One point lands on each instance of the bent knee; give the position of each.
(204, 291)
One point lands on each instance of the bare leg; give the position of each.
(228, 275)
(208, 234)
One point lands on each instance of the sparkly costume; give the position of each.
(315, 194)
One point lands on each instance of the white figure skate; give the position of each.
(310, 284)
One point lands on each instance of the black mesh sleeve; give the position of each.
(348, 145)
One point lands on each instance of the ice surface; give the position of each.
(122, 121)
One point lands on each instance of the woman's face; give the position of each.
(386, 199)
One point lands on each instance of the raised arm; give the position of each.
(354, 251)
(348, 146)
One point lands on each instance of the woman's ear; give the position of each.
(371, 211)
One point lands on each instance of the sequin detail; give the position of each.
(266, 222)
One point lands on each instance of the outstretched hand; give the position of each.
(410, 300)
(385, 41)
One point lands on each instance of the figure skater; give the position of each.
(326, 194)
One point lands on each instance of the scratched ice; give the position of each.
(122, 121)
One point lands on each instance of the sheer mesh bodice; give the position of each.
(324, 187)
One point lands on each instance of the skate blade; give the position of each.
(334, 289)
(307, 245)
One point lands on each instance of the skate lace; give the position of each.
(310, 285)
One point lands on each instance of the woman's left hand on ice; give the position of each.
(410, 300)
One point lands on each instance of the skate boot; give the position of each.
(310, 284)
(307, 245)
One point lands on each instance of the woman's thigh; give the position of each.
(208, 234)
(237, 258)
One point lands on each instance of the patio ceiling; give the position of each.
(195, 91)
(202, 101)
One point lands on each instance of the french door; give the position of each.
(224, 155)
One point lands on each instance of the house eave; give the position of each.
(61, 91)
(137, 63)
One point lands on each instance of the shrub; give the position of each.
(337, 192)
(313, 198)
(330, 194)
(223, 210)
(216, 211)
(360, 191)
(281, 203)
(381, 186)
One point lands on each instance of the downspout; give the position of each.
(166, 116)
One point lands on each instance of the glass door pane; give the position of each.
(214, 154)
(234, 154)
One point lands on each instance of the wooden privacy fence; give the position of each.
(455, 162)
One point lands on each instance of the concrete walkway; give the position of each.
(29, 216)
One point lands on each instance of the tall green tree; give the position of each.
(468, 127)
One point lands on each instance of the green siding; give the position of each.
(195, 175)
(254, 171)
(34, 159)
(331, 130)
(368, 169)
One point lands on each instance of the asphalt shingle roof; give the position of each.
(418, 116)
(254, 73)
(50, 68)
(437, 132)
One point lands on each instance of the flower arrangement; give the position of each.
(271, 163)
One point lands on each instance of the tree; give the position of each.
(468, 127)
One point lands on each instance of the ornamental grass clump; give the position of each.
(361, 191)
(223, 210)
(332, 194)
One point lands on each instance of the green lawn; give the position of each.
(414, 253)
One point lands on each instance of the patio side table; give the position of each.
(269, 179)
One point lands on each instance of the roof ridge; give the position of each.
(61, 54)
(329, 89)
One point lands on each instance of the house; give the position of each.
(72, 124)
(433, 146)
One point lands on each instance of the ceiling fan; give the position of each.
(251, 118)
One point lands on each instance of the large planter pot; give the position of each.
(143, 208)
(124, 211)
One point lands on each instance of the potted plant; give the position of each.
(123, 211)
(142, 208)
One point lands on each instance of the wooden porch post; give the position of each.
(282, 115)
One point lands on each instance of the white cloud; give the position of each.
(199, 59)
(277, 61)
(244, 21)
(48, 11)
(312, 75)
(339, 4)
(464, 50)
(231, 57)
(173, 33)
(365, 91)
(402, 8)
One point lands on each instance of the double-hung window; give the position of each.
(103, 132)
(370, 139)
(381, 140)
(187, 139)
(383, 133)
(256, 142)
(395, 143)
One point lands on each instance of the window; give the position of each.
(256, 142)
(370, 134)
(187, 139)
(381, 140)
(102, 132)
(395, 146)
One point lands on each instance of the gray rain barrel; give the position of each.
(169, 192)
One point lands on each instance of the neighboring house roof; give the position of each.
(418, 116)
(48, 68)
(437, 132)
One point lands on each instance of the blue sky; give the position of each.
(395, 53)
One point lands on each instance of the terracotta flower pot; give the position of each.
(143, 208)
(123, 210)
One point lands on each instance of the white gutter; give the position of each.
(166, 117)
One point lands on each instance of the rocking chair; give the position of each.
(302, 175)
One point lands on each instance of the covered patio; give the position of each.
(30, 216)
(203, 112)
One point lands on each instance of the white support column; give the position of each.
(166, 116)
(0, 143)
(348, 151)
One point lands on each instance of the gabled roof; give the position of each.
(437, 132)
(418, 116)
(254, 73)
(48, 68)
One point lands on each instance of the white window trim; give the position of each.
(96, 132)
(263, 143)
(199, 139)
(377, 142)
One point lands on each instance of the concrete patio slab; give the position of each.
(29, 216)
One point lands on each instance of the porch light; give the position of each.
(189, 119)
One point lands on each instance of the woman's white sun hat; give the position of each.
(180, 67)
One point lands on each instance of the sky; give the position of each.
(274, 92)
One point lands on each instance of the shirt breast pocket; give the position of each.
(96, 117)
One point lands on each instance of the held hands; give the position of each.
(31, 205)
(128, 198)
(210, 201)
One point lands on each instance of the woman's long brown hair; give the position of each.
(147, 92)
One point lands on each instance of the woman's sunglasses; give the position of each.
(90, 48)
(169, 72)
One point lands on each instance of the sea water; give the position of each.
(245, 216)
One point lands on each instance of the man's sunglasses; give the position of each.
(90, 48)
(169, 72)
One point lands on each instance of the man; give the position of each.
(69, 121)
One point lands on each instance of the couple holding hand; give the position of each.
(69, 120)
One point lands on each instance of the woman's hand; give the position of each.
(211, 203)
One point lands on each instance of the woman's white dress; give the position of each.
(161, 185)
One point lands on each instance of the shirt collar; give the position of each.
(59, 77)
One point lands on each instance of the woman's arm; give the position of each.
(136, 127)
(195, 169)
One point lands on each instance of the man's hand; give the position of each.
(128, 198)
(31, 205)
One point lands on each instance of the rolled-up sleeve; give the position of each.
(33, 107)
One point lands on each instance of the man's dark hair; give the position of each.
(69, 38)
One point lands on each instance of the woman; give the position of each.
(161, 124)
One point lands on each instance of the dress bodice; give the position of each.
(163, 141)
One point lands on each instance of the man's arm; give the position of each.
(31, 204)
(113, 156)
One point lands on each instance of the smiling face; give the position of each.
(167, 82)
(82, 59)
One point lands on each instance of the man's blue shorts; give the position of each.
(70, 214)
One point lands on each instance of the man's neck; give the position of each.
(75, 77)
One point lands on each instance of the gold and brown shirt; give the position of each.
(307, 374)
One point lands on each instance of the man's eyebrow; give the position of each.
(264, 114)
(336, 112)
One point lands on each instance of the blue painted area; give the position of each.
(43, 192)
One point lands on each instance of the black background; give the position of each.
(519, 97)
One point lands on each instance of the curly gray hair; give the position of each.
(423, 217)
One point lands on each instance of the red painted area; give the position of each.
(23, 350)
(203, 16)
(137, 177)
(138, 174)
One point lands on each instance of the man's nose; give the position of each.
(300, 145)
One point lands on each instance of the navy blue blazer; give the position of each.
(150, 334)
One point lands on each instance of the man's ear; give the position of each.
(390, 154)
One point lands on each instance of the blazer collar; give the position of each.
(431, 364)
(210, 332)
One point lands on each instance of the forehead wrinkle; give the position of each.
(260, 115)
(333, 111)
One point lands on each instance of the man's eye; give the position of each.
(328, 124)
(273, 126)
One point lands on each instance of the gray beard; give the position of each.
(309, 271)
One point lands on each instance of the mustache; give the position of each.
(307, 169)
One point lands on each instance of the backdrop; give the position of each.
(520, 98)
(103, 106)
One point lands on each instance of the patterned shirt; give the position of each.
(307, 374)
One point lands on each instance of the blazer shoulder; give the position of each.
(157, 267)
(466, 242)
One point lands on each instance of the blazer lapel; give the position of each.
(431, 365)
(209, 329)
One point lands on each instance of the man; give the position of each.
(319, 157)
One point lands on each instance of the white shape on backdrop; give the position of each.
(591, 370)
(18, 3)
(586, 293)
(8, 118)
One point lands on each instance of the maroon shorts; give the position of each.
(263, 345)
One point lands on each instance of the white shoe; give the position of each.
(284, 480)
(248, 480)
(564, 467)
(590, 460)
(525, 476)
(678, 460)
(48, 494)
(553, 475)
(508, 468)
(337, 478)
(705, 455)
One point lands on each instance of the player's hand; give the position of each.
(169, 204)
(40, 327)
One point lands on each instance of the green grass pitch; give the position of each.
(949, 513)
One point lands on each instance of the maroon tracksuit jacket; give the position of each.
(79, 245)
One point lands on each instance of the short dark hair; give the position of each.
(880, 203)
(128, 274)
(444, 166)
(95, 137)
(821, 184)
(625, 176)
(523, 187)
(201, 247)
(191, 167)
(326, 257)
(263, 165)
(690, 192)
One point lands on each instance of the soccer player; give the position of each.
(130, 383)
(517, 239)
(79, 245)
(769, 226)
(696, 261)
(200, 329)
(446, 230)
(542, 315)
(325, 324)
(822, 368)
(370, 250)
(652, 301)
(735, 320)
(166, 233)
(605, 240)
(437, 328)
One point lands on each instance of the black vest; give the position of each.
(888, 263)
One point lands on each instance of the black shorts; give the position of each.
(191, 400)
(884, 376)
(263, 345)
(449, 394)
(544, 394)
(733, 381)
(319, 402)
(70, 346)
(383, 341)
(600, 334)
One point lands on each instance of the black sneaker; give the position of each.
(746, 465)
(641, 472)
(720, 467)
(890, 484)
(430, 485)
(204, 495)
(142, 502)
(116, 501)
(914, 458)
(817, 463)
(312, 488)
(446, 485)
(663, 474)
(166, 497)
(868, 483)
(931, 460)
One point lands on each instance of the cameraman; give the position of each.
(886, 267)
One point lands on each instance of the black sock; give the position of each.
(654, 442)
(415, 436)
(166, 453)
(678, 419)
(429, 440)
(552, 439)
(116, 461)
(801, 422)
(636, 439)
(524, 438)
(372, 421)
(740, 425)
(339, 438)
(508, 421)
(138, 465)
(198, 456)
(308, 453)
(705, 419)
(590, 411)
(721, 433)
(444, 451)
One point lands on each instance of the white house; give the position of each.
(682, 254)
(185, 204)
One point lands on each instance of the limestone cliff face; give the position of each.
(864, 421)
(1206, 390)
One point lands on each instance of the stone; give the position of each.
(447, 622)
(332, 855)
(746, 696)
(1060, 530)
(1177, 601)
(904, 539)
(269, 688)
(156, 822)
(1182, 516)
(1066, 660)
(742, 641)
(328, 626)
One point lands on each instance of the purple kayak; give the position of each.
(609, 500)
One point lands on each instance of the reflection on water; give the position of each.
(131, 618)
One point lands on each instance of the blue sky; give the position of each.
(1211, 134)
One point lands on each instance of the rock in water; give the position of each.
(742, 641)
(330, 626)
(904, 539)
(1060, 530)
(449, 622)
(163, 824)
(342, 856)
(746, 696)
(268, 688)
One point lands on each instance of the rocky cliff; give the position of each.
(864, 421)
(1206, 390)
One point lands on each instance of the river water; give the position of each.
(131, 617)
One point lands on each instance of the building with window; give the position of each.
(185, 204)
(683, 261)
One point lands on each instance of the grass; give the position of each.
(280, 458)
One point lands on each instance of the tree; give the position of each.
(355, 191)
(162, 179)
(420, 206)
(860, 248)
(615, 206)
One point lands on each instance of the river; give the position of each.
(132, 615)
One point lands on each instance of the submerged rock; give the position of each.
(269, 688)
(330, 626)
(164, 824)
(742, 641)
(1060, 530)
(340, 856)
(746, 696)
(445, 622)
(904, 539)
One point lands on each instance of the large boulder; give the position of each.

········

* Stated problem
Repeat word for word the stretch of the material from the line containing "One point lands on each instance of the rocky" through its final line, including both of those lines.

* Written response
One point lands on each instance of the rocky cliff; give the position of each.
(864, 421)
(1206, 390)
One point lands on each instance of the river water; give the position of each.
(131, 617)
One point lands on each instance of the building with window; give the position of each.
(185, 204)
(683, 261)
One point lands on each instance of the grass; give the position of each.
(280, 458)
One point lands on each instance of the tree; give the position of each.
(355, 191)
(162, 179)
(420, 206)
(860, 248)
(615, 206)
One point lands on each instance of the river; give the position of each.
(132, 615)
One point lands on each instance of the submerged rock; give the position of each.
(269, 688)
(330, 626)
(164, 824)
(742, 641)
(1060, 530)
(340, 856)
(746, 696)
(445, 622)
(904, 539)
One point lands on each instance of the large boulder; give the position of each.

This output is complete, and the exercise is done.